• Task description
Say how many lines in the entries hold the string "each", giving the number by itself.
(Beginning of Extracted entries)
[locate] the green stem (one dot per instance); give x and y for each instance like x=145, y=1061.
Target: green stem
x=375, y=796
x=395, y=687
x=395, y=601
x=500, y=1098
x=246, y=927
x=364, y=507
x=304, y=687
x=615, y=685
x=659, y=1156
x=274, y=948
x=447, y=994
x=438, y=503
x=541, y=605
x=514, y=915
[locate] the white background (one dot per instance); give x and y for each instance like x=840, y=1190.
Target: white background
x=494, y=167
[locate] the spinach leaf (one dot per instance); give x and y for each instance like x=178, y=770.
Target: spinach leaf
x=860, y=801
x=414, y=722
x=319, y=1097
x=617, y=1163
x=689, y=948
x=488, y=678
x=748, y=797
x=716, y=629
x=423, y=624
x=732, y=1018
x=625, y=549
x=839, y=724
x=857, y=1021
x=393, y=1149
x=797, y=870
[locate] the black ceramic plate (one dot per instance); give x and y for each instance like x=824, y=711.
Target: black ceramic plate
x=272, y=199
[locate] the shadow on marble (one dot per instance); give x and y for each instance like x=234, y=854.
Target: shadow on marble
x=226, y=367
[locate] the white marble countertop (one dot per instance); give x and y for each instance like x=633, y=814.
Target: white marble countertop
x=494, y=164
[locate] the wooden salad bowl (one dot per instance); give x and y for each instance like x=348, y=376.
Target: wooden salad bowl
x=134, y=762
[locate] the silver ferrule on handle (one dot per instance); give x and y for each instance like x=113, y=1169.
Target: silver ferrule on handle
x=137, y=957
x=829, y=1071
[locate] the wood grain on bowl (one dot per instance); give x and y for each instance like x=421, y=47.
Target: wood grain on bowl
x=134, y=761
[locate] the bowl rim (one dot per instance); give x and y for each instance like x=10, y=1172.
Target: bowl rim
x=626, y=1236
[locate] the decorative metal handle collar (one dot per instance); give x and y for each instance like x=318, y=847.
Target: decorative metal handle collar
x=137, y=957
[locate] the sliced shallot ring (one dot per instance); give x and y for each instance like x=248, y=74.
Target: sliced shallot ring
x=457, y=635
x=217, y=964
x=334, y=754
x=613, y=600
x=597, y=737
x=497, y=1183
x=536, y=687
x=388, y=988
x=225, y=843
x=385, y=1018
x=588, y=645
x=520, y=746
(End of Extracted entries)
• Task response
12